### Texto del ejercicio
Nací en una familia católica, soy la menor de cuatro hermanos. Toda la vida crecí sabiendo que debía ser una niña linda y estar agradecida por tener una casa, comida, una familia, educación de buen nivel y vivir en una zona de alto poder adquisitivo.
Al mismo tiempo, todas estas ventajas me hacían sentir culpable por los que no tenían casa, comida, acceso a una educación como la mía, y por ser la “consen” (lo que significaba ser la grácil princesa que aprovecha su estatus para no leer, ni hacer tarea, ni tener reto alguno.) Sentía que por más grandes que fueran mis sueños, yo no era de las niñas que iban a lograr algo grande, porque ya tenía “todo”.
En casa ser ambiciosa era sinónimo de ser egoísta y presuntuosa. Lo ideal era no hacer olas, “don´t rock the boat”. Por ejemplo, la comida que nos tocaba era la que se comía, si ibas a casa de alguien estaba prohibido querer algo distinto de lo que ahí se servía. Si no estabas de acuerdo con algo, debías alejarte sin enfrentar a nadie. Era mejor no involucrarse que hacer un embrollo.
Crecí sabiendo que a nadie le interesa realmente lo que sientes y nadie quiere oír a una persona quejumbrosa. “Si te preguntan como estás, tú no respondes cómo te sientes, sólo dices que estás bien y sigues la conversación”. Decir la verdad era incómodo, así que ¿para qué molestar? Ser invisible y pasar inadvertida era importante para sobrevivir en ese contexto.
######
### Información registrada
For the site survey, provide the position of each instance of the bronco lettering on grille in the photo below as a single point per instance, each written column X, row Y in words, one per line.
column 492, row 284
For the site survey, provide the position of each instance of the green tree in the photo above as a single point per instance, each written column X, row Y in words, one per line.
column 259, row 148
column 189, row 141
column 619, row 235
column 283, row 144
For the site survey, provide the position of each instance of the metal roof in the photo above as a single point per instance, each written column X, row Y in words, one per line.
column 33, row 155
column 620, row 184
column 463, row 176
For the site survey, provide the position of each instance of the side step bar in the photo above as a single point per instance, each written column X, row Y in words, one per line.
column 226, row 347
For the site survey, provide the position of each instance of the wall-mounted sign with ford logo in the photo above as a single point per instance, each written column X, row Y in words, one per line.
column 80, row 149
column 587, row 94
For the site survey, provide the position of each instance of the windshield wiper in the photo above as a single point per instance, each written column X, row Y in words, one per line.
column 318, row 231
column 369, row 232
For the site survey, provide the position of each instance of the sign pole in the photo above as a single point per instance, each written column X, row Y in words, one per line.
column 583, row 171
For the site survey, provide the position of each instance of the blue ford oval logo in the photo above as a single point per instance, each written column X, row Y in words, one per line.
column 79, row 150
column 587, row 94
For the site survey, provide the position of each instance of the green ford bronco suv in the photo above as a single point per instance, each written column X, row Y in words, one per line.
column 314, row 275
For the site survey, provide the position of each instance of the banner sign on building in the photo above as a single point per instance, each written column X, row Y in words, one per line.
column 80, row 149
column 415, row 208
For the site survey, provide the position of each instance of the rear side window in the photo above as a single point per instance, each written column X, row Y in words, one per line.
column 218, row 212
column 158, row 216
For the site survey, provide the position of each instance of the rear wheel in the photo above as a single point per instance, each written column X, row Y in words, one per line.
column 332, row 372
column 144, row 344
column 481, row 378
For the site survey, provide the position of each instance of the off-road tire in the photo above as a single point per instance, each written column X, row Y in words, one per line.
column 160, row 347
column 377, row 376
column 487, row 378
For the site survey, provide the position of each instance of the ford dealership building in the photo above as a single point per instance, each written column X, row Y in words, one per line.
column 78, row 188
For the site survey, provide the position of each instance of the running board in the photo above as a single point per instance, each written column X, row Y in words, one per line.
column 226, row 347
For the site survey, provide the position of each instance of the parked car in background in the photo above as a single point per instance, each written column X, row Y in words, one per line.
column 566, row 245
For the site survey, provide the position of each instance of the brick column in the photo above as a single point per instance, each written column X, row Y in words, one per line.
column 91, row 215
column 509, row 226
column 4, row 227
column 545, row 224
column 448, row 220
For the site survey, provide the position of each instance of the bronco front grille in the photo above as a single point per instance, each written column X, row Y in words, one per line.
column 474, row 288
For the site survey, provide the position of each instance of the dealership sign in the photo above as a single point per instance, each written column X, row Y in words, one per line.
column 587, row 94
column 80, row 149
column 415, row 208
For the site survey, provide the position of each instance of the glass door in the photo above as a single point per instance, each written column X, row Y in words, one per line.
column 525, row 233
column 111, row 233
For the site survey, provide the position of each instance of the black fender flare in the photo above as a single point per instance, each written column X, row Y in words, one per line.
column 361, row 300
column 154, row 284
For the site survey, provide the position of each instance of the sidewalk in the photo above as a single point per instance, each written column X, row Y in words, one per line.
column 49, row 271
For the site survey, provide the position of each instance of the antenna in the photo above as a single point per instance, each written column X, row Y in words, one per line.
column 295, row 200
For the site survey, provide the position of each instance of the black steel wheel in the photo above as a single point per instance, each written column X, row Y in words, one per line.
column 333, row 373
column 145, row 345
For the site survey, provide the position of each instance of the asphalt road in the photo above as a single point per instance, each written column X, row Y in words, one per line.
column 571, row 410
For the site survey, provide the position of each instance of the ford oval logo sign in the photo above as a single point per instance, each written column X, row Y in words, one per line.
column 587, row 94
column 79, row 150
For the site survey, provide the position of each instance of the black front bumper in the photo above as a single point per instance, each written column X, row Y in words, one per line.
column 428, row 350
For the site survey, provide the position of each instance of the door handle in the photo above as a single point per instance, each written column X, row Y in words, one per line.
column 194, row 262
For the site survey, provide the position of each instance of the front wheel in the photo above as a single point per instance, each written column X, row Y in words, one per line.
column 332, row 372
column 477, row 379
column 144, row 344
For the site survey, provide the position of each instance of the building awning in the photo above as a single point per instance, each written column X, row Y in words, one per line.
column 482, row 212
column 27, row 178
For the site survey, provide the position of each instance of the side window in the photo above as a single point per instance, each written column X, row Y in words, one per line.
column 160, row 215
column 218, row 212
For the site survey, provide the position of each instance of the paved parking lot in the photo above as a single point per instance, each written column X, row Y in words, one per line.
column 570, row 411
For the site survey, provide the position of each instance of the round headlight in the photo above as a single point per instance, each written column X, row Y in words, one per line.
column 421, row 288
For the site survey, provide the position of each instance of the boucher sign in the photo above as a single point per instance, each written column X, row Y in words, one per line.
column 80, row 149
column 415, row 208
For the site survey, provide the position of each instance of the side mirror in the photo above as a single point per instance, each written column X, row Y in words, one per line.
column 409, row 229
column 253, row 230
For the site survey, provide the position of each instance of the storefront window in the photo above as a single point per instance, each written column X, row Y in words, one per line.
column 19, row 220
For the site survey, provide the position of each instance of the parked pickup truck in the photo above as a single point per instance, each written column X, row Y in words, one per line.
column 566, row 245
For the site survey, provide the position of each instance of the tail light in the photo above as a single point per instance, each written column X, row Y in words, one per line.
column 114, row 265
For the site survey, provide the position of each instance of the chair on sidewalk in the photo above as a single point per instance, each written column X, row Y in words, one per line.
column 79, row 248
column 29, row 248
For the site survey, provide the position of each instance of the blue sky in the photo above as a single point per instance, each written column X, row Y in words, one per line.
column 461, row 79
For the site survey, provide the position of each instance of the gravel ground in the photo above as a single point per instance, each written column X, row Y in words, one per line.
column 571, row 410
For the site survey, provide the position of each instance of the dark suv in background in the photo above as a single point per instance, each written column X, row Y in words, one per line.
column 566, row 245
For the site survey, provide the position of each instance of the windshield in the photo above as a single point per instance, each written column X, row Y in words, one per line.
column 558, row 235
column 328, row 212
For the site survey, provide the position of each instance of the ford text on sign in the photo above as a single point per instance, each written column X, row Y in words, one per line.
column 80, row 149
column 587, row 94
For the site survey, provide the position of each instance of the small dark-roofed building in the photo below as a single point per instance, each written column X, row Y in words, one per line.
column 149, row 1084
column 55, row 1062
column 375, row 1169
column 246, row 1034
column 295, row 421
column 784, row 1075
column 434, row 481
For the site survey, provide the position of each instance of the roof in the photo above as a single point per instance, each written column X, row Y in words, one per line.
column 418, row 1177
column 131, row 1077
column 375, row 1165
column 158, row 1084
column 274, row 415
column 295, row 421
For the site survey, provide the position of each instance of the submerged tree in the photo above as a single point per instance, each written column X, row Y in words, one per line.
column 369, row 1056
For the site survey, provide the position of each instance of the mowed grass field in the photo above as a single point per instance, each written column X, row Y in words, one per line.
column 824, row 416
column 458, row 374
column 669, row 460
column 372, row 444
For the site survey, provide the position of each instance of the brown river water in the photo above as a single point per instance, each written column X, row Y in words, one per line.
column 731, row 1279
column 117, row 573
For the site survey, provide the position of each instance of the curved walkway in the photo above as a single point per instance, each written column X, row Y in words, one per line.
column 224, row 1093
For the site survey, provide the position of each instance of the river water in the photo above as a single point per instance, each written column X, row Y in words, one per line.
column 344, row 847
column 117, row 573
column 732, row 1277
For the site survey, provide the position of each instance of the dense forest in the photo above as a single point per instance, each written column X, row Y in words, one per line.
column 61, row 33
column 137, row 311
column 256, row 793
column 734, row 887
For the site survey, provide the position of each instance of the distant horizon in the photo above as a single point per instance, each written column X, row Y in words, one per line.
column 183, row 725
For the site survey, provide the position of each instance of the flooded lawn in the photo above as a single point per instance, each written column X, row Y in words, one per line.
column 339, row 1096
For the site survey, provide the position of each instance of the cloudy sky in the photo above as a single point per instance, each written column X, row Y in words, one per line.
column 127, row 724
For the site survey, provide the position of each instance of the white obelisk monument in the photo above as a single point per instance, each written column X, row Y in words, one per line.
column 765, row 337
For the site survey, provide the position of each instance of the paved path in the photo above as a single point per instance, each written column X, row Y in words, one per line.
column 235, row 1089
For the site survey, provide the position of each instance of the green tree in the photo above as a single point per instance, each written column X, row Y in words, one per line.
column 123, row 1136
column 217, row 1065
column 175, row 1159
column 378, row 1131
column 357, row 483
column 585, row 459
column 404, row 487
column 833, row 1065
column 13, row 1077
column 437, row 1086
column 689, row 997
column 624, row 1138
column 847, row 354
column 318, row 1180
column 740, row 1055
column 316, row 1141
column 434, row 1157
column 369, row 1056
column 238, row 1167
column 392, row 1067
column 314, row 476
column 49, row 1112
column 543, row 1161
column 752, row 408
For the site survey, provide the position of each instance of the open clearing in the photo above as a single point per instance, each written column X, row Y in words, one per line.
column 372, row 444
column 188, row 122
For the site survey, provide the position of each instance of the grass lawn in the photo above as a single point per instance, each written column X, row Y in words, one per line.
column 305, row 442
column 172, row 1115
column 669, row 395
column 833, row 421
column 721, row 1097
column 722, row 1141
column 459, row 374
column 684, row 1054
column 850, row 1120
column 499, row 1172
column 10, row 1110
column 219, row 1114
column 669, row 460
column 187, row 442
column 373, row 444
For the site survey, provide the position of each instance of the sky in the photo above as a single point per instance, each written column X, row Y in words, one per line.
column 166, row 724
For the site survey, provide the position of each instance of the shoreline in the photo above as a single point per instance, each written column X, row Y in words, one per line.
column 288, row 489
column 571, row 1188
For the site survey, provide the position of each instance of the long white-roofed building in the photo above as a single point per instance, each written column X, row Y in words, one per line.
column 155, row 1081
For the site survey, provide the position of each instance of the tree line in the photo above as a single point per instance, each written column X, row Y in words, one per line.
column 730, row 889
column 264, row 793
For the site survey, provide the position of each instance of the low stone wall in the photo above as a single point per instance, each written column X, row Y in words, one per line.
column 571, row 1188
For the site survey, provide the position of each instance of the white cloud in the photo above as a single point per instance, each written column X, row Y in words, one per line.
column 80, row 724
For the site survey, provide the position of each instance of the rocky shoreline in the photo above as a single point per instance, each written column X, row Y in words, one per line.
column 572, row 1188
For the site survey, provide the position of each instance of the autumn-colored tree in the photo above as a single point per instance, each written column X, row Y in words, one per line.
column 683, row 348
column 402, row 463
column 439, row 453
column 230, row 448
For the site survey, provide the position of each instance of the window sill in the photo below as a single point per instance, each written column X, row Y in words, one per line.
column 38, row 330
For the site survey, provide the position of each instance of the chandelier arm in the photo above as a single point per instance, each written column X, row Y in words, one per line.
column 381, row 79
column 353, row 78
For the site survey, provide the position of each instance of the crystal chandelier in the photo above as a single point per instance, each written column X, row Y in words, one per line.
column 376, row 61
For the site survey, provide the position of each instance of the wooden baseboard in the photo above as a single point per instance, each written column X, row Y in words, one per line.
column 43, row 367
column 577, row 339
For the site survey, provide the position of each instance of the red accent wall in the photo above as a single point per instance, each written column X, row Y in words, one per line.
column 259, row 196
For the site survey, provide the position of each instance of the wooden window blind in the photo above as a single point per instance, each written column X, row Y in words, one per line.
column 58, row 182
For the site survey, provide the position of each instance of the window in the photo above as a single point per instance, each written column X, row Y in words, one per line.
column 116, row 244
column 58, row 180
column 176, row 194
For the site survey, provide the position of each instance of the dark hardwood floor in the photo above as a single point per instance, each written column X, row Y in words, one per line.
######
§ **Problema 1**
Indica si cada afirmación coincide con el texto del ejercicio, respondiendo sí o no y citando textualmente las palabras que lo deciden.
(a) Quien narra es la mayor de cuatro hermanos.
(b) En casa, ser ambiciosa equivalía a ser egoísta y presuntuosa.
(c) Ante un desacuerdo, lo esperado era enfrentar a la otra persona.
§ **Problema 2**
Responde estas preguntas con la información del texto del ejercicio.
(a) ¿En qué tipo de familia nació quien narra?
(b) ¿Qué había que responder si alguien preguntaba cómo estabas?
(c) ¿Qué era importante para sobrevivir en ese contexto?
§ **Problema 3**
Resume el texto del ejercicio en dos oraciones.

§ **Resultado 1**
(a) No: "soy la menor de cuatro hermanos".
(b) Sí: "En casa ser ambiciosa era sinónimo de ser egoísta y presuntuosa".
(c) No: "Si no estabas de acuerdo con algo, debías alejarte sin enfrentar a nadie".

§ **Resultado 2**
(a) En una familia católica.
(b) Que estabas bien, y seguir la conversación.
(c) Ser invisible y pasar inadvertida.

§ **Resultado 3**
Quien narra creció en una familia católica de una zona de alto poder adquisitivo, donde debía mostrarse agradecida por sus ventajas, que al mismo tiempo le hacían sentir culpa y creer que no lograría algo grande. En casa la ambición se consideraba egoísta, se evitaba enfrentar a los demás y se esperaba callar lo que uno sentía y pasar inadvertida.